GONZALES — The way Jacob Westbrook tells it, he and Todd "T.J." Toups stood face to face for about 8 to 10 seconds with their fists up as Westbrook held a kitchen knife in his left hand.
Westbrook, who is accused of fatally stabbing Toups that afternoon more than three years ago inside an Ascension Parish trailer home, told jurors Wednesday he dropped both hands, believing a fight wasn't going to happen.
Then, Toups, 18, punched Westbrook, then 16, in the face, he said.
Westbrook reacted with his eyes closed, he said, swinging the knife overhand and landing it in Toups' chest.
"It was just instinct," Westbrook testified, taking the stand in his own defense.
Westbrook, who said he had never been in a fight before and feared conflict, said he was scared of getting badly beaten up by Toups. Westbrook said he had gone to grab the knife from the kitchen in hopes of scaring away the older, larger high school student.
But with the swing of the knife, the blade sliced through Toups' upper chest, into his lung and the top of his heart, a forensic pathologist has testified. Despite attempts by Westbrook to render aid to Toups outside the trailer home and talk with a 911 dispatcher about Toups' severe bleeding and fading condition, he died only hours later.
Westbrook's version of Toups' last moments on Oct. 10, 2015, was part of a gripping account Westbrook gave jurors on the third day of his murder trial in which both prosecution and defense attorneys had Westbrook re-enact the fists-up showdown. After the testimony, the defense rested. Closing arguments are expected Thursday.

__Tasks and exercises__
1. Answer these questions about the trial report:
(a) How old was Toups at the time of the stabbing?
(b) On which day of the murder trial did Westbrook take the stand?
(c) On what day are closing arguments expected?
2. Does each statement agree with the trial report? Answer yes or no, and quote the words that decide it.
(a) Westbrook had been in several fights before.
(b) Westbrook held the knife in his right hand.
(c) The defense rested after Westbrook's testimony.
3. Continue the trial report from where it stops.
The material after this point has no connection to the trial report.

__Recorded data__
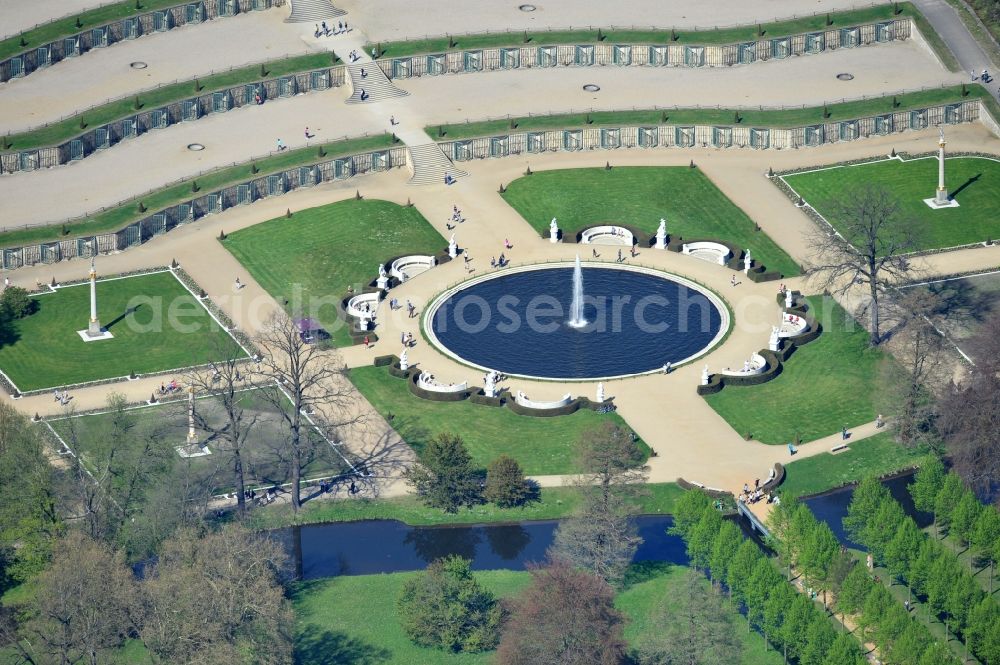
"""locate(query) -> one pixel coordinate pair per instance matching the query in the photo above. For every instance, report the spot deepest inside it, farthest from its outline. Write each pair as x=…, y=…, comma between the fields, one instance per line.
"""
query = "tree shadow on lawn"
x=965, y=184
x=326, y=647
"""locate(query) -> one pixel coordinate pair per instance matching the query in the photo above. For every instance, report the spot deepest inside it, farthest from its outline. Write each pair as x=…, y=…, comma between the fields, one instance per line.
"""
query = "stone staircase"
x=430, y=165
x=312, y=11
x=375, y=84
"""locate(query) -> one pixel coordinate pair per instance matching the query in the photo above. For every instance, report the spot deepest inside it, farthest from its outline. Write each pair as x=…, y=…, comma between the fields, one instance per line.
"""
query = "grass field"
x=973, y=182
x=691, y=203
x=543, y=446
x=824, y=386
x=792, y=117
x=352, y=620
x=129, y=211
x=878, y=455
x=170, y=329
x=640, y=601
x=553, y=503
x=313, y=257
x=88, y=437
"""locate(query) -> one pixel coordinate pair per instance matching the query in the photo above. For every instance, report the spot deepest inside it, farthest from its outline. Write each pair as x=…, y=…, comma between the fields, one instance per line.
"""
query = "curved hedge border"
x=477, y=396
x=775, y=360
x=40, y=56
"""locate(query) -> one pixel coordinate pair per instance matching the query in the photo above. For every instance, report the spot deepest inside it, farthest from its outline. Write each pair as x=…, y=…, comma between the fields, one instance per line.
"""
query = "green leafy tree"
x=694, y=628
x=820, y=637
x=445, y=478
x=702, y=537
x=903, y=549
x=16, y=303
x=845, y=651
x=947, y=499
x=740, y=568
x=445, y=607
x=854, y=590
x=505, y=483
x=565, y=616
x=727, y=541
x=795, y=631
x=963, y=518
x=867, y=497
x=986, y=538
x=926, y=485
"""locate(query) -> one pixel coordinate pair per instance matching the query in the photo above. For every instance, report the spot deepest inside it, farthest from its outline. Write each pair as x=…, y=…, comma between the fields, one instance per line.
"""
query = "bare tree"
x=303, y=378
x=869, y=248
x=226, y=381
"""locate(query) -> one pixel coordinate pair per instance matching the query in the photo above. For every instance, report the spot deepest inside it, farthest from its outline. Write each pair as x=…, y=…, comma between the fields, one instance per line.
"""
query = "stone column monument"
x=94, y=330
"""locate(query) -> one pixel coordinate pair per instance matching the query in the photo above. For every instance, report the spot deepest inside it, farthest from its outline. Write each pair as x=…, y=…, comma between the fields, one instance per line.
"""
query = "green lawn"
x=543, y=446
x=130, y=211
x=973, y=182
x=170, y=329
x=793, y=117
x=879, y=455
x=640, y=603
x=825, y=385
x=352, y=620
x=691, y=203
x=553, y=503
x=313, y=257
x=89, y=438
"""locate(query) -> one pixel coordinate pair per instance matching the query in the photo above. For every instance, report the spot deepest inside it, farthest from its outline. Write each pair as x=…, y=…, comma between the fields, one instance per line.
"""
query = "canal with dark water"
x=386, y=546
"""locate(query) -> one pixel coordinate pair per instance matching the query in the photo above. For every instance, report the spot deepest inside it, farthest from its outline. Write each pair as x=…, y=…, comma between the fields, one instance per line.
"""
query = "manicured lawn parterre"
x=691, y=203
x=878, y=455
x=312, y=257
x=824, y=386
x=553, y=503
x=974, y=182
x=543, y=446
x=169, y=329
x=352, y=620
x=89, y=438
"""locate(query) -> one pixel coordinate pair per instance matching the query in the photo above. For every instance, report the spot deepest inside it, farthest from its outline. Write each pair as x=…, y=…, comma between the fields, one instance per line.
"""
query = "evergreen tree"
x=963, y=519
x=445, y=607
x=820, y=637
x=445, y=478
x=947, y=499
x=926, y=484
x=845, y=651
x=505, y=483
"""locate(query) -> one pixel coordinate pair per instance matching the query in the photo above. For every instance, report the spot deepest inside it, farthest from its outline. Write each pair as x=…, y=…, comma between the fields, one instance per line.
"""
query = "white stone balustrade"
x=707, y=251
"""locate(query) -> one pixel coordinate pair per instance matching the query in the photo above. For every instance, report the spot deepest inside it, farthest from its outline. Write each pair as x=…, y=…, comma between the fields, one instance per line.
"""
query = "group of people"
x=323, y=30
x=756, y=494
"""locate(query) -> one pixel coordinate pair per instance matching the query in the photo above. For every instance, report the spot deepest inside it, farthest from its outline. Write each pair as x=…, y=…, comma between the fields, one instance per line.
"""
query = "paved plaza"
x=690, y=439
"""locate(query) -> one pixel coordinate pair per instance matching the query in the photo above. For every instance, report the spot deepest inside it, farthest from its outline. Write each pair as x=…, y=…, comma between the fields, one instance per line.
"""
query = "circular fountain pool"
x=519, y=322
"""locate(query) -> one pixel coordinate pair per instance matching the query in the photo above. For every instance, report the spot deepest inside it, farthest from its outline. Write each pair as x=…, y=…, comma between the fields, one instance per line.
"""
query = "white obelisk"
x=94, y=329
x=941, y=197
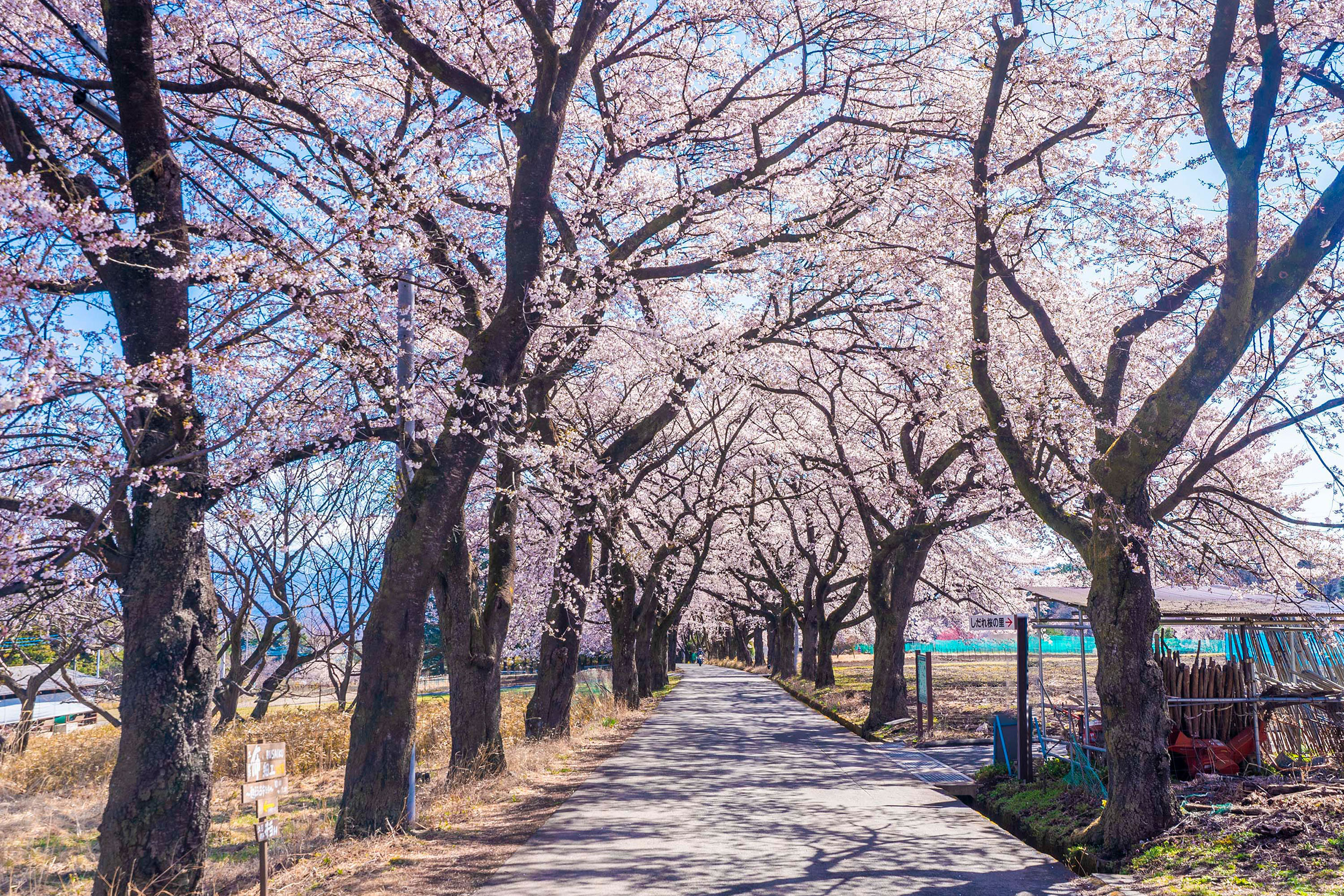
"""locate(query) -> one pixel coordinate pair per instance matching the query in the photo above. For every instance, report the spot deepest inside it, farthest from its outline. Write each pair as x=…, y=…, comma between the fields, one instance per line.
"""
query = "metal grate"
x=928, y=769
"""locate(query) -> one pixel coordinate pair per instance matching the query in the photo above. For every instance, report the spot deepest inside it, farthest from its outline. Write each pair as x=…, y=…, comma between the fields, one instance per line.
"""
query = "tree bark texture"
x=824, y=676
x=785, y=641
x=1129, y=684
x=154, y=828
x=811, y=622
x=477, y=623
x=891, y=605
x=558, y=666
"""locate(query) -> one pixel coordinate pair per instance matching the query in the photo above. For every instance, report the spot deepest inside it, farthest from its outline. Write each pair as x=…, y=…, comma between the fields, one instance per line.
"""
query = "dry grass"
x=52, y=797
x=967, y=690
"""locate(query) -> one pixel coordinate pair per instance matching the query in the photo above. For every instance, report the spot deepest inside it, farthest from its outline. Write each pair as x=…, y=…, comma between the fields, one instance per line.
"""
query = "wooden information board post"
x=924, y=691
x=265, y=784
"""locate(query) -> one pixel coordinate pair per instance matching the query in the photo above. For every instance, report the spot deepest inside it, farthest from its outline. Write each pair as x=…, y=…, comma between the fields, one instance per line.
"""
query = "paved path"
x=735, y=787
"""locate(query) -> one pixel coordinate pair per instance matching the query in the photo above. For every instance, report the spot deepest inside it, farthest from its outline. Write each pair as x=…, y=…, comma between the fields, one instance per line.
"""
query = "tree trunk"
x=23, y=731
x=659, y=665
x=154, y=829
x=826, y=672
x=625, y=684
x=477, y=623
x=785, y=639
x=890, y=613
x=811, y=622
x=549, y=709
x=646, y=649
x=1129, y=684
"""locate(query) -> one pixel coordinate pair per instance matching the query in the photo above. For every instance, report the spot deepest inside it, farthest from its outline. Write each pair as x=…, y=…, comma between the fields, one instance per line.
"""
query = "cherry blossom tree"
x=1159, y=342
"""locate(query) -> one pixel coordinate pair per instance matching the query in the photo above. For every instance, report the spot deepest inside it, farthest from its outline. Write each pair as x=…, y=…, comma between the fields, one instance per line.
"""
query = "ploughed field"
x=968, y=688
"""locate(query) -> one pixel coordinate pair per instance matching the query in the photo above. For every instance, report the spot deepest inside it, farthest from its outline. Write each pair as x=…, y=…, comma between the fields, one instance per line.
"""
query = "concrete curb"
x=828, y=712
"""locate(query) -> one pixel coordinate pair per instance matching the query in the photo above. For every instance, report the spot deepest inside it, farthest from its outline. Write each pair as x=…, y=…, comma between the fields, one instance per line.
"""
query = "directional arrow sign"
x=991, y=623
x=265, y=761
x=256, y=790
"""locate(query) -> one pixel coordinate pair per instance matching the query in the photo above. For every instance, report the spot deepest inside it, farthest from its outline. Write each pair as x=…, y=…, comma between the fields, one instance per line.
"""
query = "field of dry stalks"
x=52, y=801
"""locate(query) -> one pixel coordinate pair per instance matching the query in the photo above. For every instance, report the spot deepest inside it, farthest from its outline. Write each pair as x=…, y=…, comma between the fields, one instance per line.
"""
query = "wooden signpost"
x=924, y=691
x=265, y=784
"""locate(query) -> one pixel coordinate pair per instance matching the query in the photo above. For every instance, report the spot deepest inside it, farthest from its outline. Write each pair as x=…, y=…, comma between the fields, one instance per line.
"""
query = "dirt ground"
x=967, y=691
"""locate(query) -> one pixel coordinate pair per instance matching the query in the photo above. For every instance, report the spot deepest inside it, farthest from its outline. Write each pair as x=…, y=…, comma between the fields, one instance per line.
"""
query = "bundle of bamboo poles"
x=1205, y=679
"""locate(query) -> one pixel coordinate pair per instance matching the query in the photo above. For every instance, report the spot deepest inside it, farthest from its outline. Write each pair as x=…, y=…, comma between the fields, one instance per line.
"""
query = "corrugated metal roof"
x=53, y=684
x=1214, y=604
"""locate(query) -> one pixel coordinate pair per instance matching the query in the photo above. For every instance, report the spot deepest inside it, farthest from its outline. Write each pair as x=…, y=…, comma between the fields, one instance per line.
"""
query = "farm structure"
x=55, y=708
x=1273, y=699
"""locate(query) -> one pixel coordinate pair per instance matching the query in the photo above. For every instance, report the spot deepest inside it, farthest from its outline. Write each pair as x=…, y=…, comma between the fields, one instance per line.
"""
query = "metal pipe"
x=1082, y=656
x=1025, y=765
x=1041, y=673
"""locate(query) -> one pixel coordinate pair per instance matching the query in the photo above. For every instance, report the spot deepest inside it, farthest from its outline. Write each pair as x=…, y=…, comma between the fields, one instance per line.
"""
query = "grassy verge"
x=1050, y=814
x=52, y=797
x=1233, y=837
x=1250, y=836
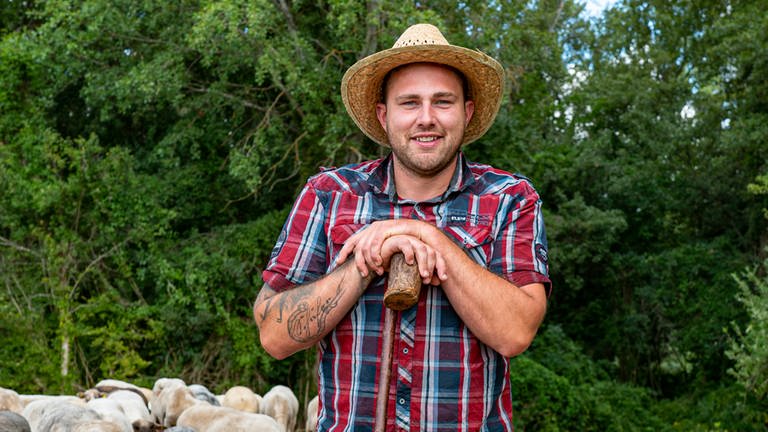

__Answers for the tasks__
1.
(a) 18
(b) The third day
(c) Thursday

2.
(a) No: "said he had never been in a fight before"
(b) No: "held a kitchen knife in his left hand"
(c) Yes: "After the testimony, the defense rested."

3.
Westbrook is being tried as an adult and is claiming self defense. He faces a life sentence if convicted of second-degree murder.
Prosecutors had rested Tuesday after spending two days building their case and trying to portray Westbrook as inexplicably stabbing Toups inside the trailer where Westbrook had been hanging out with his girlfriend. Toups had dropped by ahead of the St. Amant High homecoming dance.
Toups was planning to give a ride to the younger, 14-year-old stepsister of Westbrook's girlfriend, according to prior testimony. Westbrook's attorneys have tried, mostly unsuccessfully, to elicit testimony supporting their claim that it was a secret date between Toups and the younger girl, Erica Whatley.
Defense attorneys have tried to portray Toups as the instigator of the incident that led to his own death, having arrived hours earlier than planned for the dance and having hinted by text to Whatley that he had something in store for Westbrook when he arrived.
On the stand, Westbrook, a still baby-faced 19-year-old, with hair far more trimmed than the locks in his booking photograph, gave a largely emotionless account for several hours but expressed his horror at Toups' death and his sorrow for his mother and family.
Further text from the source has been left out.